**AIM**.
Take the records underneath and set them down exactly.

[Pointing dataset records]
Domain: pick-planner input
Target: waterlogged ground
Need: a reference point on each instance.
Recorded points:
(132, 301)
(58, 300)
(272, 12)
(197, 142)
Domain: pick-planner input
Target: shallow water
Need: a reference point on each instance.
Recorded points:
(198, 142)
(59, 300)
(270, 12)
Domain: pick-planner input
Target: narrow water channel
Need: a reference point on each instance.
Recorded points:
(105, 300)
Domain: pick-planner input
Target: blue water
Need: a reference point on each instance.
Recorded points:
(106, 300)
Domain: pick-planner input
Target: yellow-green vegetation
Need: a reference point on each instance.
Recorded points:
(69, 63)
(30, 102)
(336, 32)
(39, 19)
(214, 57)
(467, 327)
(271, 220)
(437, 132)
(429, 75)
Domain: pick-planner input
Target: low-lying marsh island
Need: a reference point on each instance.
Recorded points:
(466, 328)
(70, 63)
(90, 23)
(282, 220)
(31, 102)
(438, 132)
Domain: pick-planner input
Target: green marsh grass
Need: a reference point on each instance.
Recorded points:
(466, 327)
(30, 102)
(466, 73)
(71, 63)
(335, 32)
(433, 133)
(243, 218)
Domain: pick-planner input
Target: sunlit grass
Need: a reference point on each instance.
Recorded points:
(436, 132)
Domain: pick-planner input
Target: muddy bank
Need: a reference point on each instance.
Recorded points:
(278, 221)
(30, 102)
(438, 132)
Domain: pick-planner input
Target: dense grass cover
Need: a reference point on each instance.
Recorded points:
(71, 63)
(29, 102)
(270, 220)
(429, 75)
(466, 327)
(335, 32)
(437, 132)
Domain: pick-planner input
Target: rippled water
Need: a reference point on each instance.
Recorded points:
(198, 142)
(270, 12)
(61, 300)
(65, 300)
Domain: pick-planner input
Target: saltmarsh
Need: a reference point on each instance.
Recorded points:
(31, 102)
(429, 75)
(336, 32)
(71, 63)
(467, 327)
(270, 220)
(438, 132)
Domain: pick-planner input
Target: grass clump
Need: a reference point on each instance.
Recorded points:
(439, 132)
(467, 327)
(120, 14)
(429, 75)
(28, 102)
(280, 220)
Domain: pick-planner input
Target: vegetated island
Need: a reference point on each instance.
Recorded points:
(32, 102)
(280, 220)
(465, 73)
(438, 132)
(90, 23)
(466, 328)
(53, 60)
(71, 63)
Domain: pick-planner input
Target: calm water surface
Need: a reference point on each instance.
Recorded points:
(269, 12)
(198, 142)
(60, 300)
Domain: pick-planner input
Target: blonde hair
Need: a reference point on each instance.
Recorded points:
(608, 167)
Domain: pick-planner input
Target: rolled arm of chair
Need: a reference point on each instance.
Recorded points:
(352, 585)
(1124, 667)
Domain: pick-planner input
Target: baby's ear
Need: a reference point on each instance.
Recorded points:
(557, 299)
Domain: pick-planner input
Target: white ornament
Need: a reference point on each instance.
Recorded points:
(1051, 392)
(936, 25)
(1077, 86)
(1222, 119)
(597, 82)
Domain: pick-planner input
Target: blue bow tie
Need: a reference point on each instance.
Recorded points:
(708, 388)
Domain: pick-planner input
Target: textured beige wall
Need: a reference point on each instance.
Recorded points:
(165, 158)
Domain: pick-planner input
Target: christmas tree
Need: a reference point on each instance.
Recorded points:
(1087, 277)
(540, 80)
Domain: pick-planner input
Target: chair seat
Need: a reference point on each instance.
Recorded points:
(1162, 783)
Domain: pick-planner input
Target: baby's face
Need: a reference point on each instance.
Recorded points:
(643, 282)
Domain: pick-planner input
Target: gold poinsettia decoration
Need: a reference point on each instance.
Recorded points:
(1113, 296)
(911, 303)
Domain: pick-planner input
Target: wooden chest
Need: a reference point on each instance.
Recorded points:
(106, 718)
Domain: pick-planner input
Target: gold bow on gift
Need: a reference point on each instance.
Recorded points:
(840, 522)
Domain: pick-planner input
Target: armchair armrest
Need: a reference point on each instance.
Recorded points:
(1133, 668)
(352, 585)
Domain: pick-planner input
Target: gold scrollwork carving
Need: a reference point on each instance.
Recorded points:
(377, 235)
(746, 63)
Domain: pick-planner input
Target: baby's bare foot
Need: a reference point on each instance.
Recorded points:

**SOLUTION**.
Domain: pick-planner input
Target: waterlogged ground
Need: a reference point on each instance.
Recorded points:
(132, 301)
(58, 300)
(272, 12)
(197, 142)
Domain: pick-planner input
Target: shallow water
Need: a reference point on each instance.
Recorded points:
(198, 142)
(59, 300)
(270, 12)
Domain: pick-planner input
Target: narrow water channel
Need: a reference point on each instance.
Recorded points:
(105, 300)
Domain: pick-planner input
Target: blue water
Need: a reference point on each instance.
Recorded points:
(106, 300)
Domain: pick-planner input
Target: yellow-green vegetation
Need: a reference point on each instance.
Recorded points:
(69, 63)
(30, 102)
(336, 32)
(39, 19)
(214, 57)
(467, 327)
(271, 220)
(437, 132)
(429, 75)
Domain: pick-planner input
Target: low-lying marsh island
Need: a reference point on each instance.
Recorded points:
(466, 328)
(70, 63)
(90, 23)
(282, 220)
(31, 102)
(438, 132)
Domain: pick-planner input
Target: green marsh grass
Need: a reference point on each instance.
Recorded points:
(466, 327)
(30, 102)
(466, 73)
(71, 63)
(335, 32)
(433, 133)
(243, 218)
Domain: pick-planner input
Target: sunlit grass
Need: a reference point on each instance.
Recorded points:
(436, 132)
Domain: pick-planner input
Target: muddy bank
Need: a reference point on each instance.
Recorded points:
(278, 221)
(30, 102)
(438, 132)
Domain: pick-planner input
Target: dense grass cover
Need: a reference point on each instance.
Recorded points:
(71, 63)
(29, 102)
(270, 220)
(429, 75)
(466, 327)
(335, 32)
(437, 132)
Domain: pick-planner input
Target: rippled water
Need: a reference point on each instance.
Recorded points:
(198, 142)
(270, 12)
(61, 300)
(65, 300)
Domain: pick-planner input
Target: saltmarsh
Need: a reference point on each instance.
Recorded points:
(31, 102)
(429, 75)
(336, 32)
(71, 63)
(467, 327)
(270, 220)
(438, 132)
Domain: pick-planner input
Target: grass clump
Need: a reference point on each instance.
Recorded points:
(439, 132)
(467, 327)
(120, 14)
(429, 75)
(28, 102)
(280, 220)
Domain: pick-planner input
Target: vegetated island
Need: a reference point on each instance.
Recorded points:
(32, 102)
(280, 220)
(465, 73)
(438, 132)
(90, 23)
(466, 328)
(53, 60)
(71, 63)
Domain: pick-planner input
Target: calm water surface
Need: a reference point on each instance.
Recorded points:
(269, 12)
(198, 142)
(60, 300)
Domain: pick-planner input
Target: blonde hair
Need: a reference point on each instance.
Recorded points:
(608, 167)
Domain: pick-planner input
Target: rolled arm of chair
Need: a reference point on each instance.
Recorded points:
(352, 585)
(1124, 667)
Domain: pick-planner input
Target: baby's ear
Need: a reference point on each instance.
Recorded points:
(557, 299)
Domain: pick-planner input
Target: white ornament
Need: a reference point on each instance.
Recorded points:
(1051, 392)
(936, 25)
(1077, 86)
(1222, 119)
(597, 82)
Domain: pick-planner input
Target: blue bow tie
Need: a reference point on each instance.
Recorded points:
(708, 388)
Domain: pick-planner input
Target: textured beige wall
Need: a reference point on each instance.
Recorded points:
(165, 158)
Domain: pick-planner input
Target: christmas tree
Need: a reference point on each instance.
Recorded points:
(1087, 277)
(540, 80)
Domain: pick-planner input
Target: chair seat
Need: a reference point on each instance.
Recorded points:
(1162, 783)
Domain: pick-planner input
Target: baby's face
Need: a reference point on each instance.
Recorded points:
(643, 282)
Domain: pick-planner input
Target: gold poinsettia decoration
Need: a reference point on each instance.
Recorded points:
(1113, 296)
(911, 303)
Domain: pick-planner input
Target: wooden chest
Need: a reference point on each instance.
Recorded points:
(106, 718)
Domain: pick-planner input
Target: gold bow on gift
Need: a reference point on each instance.
Recorded points:
(840, 522)
Domain: pick-planner input
Target: armchair armrest
Need: a reference point on each instance.
Recorded points:
(1133, 668)
(352, 585)
Domain: pick-planner input
Target: gold scrollwork carving
Need: a reference point on each instance.
Recorded points:
(377, 235)
(746, 63)
Domain: pick-planner input
Target: baby's bare foot
Need: a reference point on each instance.
Recorded points:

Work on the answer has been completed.